## [TO BE DONE]
Rewrite all of the data below with "Trace" replaced by "Outline" everywhere and everything else unchanged. Omit the pictures from your answer.

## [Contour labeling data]
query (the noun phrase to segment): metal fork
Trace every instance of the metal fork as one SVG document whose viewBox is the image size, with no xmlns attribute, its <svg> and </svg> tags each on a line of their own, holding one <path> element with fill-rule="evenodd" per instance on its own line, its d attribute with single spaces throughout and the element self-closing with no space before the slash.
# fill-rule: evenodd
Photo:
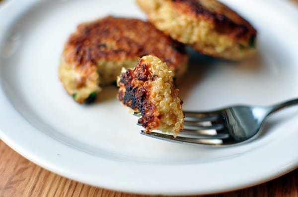
<svg viewBox="0 0 298 197">
<path fill-rule="evenodd" d="M 157 131 L 141 131 L 141 134 L 175 143 L 231 145 L 255 138 L 269 115 L 298 103 L 296 98 L 267 106 L 236 105 L 213 111 L 184 111 L 184 128 L 176 137 Z"/>
</svg>

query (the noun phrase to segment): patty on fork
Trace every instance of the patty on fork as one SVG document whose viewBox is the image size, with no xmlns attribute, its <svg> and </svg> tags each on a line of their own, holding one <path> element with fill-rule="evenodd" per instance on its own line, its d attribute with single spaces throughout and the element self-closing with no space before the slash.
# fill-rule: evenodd
<svg viewBox="0 0 298 197">
<path fill-rule="evenodd" d="M 101 87 L 116 80 L 122 67 L 134 66 L 148 54 L 165 61 L 175 77 L 186 71 L 183 45 L 149 22 L 108 16 L 77 26 L 65 44 L 59 76 L 76 101 L 89 101 Z"/>
<path fill-rule="evenodd" d="M 239 60 L 255 50 L 256 30 L 216 0 L 136 1 L 157 29 L 203 54 Z"/>
<path fill-rule="evenodd" d="M 183 128 L 183 101 L 171 72 L 160 59 L 147 55 L 118 78 L 118 98 L 124 105 L 141 113 L 138 123 L 145 132 L 156 129 L 175 137 Z"/>
</svg>

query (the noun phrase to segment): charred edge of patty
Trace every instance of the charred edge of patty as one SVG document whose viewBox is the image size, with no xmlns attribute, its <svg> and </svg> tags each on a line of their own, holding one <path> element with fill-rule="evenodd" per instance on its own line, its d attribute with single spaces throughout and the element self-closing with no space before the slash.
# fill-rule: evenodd
<svg viewBox="0 0 298 197">
<path fill-rule="evenodd" d="M 146 132 L 157 127 L 160 120 L 156 107 L 149 99 L 150 84 L 146 83 L 153 81 L 158 77 L 150 73 L 149 66 L 148 63 L 140 59 L 138 66 L 122 73 L 119 86 L 125 87 L 125 90 L 121 90 L 118 94 L 118 98 L 124 104 L 141 113 L 142 117 L 138 123 Z"/>
<path fill-rule="evenodd" d="M 238 21 L 226 16 L 224 14 L 212 11 L 204 6 L 197 0 L 172 0 L 173 6 L 177 10 L 199 17 L 211 20 L 215 24 L 215 30 L 219 33 L 228 35 L 235 39 L 249 39 L 256 35 L 256 30 L 245 19 L 232 10 L 220 2 L 217 2 L 221 7 L 228 10 Z"/>
<path fill-rule="evenodd" d="M 138 36 L 134 38 L 126 36 L 126 34 L 130 32 Z M 139 39 L 140 36 L 147 38 L 141 41 Z M 162 43 L 160 46 L 164 47 L 153 45 L 158 41 Z M 79 25 L 76 31 L 68 40 L 65 48 L 73 49 L 74 52 L 70 53 L 66 59 L 77 66 L 96 65 L 99 59 L 121 61 L 123 58 L 137 59 L 153 54 L 174 70 L 184 61 L 187 54 L 184 45 L 173 40 L 151 23 L 110 16 Z"/>
</svg>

## [RESPONSE TO THIS EXERCISE]
query (the noun phrase to segment): metal fork
Outline every instance of the metal fork as one SVG document whose viewBox is the image size, with no xmlns attribute, its <svg> and </svg> tags each on a line of their own, holding one <path> element with fill-rule="evenodd" per instance on its own line, its d attribute with single spaces throughout and the element self-closing with no space before the slash.
# fill-rule: evenodd
Photo:
<svg viewBox="0 0 298 197">
<path fill-rule="evenodd" d="M 157 131 L 141 131 L 141 134 L 175 143 L 231 145 L 255 138 L 269 115 L 298 103 L 296 98 L 267 106 L 236 105 L 213 111 L 184 111 L 184 128 L 176 137 Z"/>
</svg>

query (the noun phrase to segment): patty on fork
Outline every instance of the patty on fork as one SVG document whose viewBox is the image size, with no xmlns attribute, its <svg> and </svg> tags each on a line of their own, holding one <path> element with fill-rule="evenodd" per instance on its own line, its d attribute with single spaces throughout and the element self-closing with no space before the slash.
# fill-rule: evenodd
<svg viewBox="0 0 298 197">
<path fill-rule="evenodd" d="M 101 87 L 116 80 L 122 67 L 134 66 L 148 54 L 165 61 L 175 77 L 186 71 L 183 45 L 149 22 L 108 16 L 77 26 L 65 44 L 59 76 L 76 101 L 89 101 Z"/>
<path fill-rule="evenodd" d="M 239 60 L 255 50 L 256 30 L 216 0 L 136 1 L 157 29 L 203 54 Z"/>
<path fill-rule="evenodd" d="M 183 128 L 183 101 L 171 72 L 160 59 L 147 55 L 118 78 L 118 98 L 124 105 L 141 113 L 138 123 L 145 132 L 156 129 L 175 137 Z"/>
</svg>

query (the noun phrase to segment): charred edge of patty
Outline every instance of the charred edge of patty as one SVG document whose viewBox is the image size, with no xmlns attribute, its <svg> and </svg> tags each on a line of their own, holding one <path> element with fill-rule="evenodd" per instance on its own line, its d attribute with single spaces throughout and the element self-closing with no space before the slash.
# fill-rule: evenodd
<svg viewBox="0 0 298 197">
<path fill-rule="evenodd" d="M 146 132 L 157 127 L 160 120 L 156 107 L 149 99 L 150 84 L 146 83 L 153 81 L 158 77 L 150 73 L 149 66 L 148 63 L 140 59 L 138 66 L 122 73 L 119 86 L 125 87 L 125 90 L 121 90 L 118 94 L 118 98 L 124 104 L 141 113 L 142 117 L 138 123 Z"/>
<path fill-rule="evenodd" d="M 238 21 L 226 16 L 224 14 L 212 11 L 204 6 L 197 0 L 172 0 L 173 6 L 177 10 L 199 17 L 211 20 L 215 24 L 215 30 L 219 33 L 228 35 L 235 39 L 249 39 L 256 35 L 256 30 L 245 19 L 232 10 L 220 2 L 217 2 L 221 7 L 228 10 Z"/>
<path fill-rule="evenodd" d="M 138 36 L 134 38 L 126 36 L 126 34 L 130 32 Z M 139 39 L 140 36 L 147 38 L 141 41 Z M 162 43 L 160 46 L 164 47 L 153 45 L 158 41 Z M 79 25 L 76 31 L 68 40 L 65 48 L 73 49 L 74 52 L 70 53 L 66 59 L 77 66 L 96 65 L 99 59 L 121 61 L 123 58 L 137 59 L 153 54 L 174 70 L 184 61 L 187 54 L 184 45 L 173 40 L 151 23 L 110 16 Z"/>
</svg>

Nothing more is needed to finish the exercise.